**Work instructions:** Only the lines from the one containing "Camera-trap tagging: put a point on every instance of the stone" through the end of the entries should be repeated, exactly as they appear, first and last included.

....

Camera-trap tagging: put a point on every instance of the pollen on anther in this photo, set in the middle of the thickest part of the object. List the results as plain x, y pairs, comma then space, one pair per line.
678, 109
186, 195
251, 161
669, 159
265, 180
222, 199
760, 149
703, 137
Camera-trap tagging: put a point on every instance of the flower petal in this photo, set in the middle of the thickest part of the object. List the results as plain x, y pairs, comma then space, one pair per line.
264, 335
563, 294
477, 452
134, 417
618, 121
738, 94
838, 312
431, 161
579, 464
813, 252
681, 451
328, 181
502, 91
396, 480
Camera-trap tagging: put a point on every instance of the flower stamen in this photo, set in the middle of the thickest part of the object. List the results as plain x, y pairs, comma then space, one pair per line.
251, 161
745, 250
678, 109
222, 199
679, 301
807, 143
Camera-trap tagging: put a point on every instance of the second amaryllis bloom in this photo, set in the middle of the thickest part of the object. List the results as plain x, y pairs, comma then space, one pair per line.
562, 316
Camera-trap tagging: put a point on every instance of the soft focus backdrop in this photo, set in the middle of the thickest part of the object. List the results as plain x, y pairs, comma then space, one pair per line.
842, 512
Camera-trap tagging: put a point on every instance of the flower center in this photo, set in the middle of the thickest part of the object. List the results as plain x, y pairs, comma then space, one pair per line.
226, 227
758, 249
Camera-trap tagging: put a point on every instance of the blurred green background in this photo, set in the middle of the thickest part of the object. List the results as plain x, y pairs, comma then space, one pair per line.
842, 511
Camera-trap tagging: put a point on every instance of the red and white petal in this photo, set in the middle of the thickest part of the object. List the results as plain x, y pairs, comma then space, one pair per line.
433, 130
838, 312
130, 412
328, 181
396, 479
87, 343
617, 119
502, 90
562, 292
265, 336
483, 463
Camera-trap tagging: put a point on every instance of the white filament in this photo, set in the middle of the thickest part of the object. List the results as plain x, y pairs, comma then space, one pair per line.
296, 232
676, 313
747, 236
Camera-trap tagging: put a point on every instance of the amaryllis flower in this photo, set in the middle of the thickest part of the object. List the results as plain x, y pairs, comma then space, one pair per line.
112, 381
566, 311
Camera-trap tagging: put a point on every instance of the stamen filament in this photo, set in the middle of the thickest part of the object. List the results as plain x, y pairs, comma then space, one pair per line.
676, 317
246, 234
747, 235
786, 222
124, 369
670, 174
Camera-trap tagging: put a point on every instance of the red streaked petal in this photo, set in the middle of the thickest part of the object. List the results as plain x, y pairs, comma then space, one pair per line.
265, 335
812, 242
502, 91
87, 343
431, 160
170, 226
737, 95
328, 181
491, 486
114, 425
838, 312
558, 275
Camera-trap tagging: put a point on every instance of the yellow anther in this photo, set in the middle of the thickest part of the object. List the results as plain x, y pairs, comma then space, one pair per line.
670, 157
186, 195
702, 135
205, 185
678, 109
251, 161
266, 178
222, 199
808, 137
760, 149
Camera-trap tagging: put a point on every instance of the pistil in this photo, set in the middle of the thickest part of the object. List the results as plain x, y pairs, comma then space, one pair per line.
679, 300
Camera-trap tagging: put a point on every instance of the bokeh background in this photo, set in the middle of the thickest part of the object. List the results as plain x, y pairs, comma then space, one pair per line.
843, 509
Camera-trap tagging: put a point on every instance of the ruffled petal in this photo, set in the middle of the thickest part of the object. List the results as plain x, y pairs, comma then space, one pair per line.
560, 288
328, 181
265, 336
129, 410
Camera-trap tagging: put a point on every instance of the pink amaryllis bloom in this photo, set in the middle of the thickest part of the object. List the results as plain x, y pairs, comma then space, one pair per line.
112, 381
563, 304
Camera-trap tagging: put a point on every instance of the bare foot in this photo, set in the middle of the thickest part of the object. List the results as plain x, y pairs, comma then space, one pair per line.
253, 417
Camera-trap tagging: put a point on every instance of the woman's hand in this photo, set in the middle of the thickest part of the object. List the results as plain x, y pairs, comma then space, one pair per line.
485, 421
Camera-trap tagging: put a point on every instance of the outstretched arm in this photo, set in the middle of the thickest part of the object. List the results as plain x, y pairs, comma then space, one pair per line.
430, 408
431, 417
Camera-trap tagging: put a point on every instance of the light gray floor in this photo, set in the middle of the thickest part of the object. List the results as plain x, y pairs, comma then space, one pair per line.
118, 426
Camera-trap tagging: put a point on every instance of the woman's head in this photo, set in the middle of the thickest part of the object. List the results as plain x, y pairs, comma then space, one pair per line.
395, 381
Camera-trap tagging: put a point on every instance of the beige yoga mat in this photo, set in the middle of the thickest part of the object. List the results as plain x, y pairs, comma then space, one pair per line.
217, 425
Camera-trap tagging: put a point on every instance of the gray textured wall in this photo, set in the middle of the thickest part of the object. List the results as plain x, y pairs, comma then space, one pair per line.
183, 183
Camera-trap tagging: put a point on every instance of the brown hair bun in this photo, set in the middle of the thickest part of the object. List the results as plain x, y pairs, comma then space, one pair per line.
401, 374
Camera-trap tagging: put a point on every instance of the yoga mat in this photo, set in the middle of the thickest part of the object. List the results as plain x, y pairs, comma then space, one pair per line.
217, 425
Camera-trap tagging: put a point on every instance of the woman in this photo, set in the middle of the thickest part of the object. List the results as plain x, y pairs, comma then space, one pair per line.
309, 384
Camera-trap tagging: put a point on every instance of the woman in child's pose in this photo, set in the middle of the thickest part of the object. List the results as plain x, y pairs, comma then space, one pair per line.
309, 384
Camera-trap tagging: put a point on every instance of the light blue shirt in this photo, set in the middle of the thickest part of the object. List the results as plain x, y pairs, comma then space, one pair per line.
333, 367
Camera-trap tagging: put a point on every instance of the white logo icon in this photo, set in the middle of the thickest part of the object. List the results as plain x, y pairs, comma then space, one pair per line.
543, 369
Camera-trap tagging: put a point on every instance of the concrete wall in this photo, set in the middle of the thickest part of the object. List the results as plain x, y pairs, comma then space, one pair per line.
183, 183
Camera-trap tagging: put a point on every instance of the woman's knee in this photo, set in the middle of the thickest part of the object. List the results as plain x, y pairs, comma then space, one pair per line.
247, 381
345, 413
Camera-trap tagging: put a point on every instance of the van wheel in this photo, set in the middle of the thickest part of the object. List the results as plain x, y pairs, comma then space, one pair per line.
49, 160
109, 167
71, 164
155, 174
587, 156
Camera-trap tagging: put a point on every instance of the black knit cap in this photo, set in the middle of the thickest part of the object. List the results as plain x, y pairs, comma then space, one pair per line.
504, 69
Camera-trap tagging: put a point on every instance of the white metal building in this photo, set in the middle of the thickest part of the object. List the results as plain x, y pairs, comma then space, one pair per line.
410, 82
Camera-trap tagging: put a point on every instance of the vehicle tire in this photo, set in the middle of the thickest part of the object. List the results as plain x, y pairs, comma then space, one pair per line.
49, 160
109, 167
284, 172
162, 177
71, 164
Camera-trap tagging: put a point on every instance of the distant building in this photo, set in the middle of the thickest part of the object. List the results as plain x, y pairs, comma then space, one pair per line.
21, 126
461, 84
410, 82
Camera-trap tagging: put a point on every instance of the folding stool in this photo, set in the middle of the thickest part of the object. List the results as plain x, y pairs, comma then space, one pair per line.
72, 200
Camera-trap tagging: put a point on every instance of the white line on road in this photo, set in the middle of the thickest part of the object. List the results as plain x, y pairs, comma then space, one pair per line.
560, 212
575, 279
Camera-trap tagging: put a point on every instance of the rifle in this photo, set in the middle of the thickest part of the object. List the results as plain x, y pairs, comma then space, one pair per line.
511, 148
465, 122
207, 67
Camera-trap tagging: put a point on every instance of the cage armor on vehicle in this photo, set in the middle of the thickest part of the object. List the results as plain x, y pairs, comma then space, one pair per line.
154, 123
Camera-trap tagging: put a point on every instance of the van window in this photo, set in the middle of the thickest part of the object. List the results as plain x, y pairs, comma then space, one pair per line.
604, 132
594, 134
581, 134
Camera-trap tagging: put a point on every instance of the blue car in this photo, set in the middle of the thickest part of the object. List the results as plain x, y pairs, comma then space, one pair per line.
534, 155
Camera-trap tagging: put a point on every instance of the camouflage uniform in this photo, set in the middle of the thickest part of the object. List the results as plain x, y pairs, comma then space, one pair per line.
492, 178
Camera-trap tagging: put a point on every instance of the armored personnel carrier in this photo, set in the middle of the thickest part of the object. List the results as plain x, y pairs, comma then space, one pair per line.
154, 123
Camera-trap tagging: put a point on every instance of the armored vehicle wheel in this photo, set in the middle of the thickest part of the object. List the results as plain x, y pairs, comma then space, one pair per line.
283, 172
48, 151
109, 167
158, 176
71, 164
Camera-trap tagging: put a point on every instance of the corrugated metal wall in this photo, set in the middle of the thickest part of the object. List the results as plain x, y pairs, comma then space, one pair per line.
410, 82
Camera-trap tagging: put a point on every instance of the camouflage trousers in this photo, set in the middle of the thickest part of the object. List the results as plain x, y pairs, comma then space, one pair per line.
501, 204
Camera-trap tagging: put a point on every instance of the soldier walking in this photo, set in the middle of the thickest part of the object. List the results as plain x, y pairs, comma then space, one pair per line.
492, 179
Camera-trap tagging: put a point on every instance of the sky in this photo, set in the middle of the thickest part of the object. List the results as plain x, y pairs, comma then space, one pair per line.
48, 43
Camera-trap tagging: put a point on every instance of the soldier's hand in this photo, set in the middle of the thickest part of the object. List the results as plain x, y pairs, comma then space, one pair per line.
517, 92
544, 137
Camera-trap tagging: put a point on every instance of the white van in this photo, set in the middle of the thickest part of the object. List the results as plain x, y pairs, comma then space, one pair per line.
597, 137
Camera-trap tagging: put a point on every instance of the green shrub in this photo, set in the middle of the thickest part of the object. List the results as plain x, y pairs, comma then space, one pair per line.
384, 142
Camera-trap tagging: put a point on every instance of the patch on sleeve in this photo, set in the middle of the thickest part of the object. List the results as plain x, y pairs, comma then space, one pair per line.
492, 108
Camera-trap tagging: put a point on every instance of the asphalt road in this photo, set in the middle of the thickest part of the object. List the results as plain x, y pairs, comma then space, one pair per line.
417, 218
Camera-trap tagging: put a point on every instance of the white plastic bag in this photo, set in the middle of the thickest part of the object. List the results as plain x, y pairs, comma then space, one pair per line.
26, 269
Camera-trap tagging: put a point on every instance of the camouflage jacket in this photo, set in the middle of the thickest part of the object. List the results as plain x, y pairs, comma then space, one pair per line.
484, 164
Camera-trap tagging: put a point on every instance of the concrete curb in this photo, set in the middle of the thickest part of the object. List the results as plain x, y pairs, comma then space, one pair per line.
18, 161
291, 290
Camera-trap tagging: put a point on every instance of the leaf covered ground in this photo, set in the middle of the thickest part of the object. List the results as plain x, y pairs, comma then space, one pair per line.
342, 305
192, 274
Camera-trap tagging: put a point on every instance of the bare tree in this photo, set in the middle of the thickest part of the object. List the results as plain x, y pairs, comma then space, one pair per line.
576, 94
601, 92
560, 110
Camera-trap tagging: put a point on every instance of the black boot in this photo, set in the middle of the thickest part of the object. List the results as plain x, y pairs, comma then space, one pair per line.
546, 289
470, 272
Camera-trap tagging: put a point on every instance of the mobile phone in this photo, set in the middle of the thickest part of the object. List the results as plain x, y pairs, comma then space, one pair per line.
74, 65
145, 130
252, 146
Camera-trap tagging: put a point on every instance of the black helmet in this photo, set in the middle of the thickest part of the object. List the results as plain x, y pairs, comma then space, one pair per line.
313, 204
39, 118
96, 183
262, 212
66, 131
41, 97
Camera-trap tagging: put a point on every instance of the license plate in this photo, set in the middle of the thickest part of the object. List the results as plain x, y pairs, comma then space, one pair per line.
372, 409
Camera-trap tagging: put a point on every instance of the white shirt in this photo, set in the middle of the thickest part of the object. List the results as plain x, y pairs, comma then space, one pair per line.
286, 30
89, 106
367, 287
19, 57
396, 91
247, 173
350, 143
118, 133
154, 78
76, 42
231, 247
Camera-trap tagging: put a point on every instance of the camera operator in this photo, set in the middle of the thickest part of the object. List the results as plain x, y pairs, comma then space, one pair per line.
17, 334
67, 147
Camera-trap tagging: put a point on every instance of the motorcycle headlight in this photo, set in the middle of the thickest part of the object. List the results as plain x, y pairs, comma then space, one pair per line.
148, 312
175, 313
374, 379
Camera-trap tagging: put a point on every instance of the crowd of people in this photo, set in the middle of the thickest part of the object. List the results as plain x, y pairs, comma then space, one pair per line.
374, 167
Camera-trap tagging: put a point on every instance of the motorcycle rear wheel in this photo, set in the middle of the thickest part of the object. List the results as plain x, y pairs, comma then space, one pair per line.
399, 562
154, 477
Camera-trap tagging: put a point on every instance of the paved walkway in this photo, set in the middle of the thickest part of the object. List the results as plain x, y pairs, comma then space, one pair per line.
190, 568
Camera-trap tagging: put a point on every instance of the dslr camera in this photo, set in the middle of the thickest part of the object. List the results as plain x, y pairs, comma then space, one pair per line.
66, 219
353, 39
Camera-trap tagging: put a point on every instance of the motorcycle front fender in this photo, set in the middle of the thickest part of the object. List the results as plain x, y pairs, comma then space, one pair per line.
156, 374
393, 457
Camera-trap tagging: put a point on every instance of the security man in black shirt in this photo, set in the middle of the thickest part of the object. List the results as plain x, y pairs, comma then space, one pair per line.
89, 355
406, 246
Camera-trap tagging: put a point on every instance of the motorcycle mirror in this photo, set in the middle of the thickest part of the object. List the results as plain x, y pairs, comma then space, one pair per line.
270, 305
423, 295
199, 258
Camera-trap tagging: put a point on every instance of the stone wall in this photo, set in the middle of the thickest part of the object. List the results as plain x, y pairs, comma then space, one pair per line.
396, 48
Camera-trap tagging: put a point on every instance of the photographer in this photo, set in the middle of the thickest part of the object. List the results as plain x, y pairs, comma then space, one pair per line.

....

**Response for this exercise:**
Camera-trap tagging: put a point on every instance of the stone wall in this photo, set in the middle of the thickest part of the object. List the results as plain x, y pairs, comma then space, one pair per line.
396, 48
Camera-trap tagging: put a point on every instance of the photographer in this photo, set in the middle of the thickest part of the object. List the results as plain x, y pairs, comma then space, one pair per line.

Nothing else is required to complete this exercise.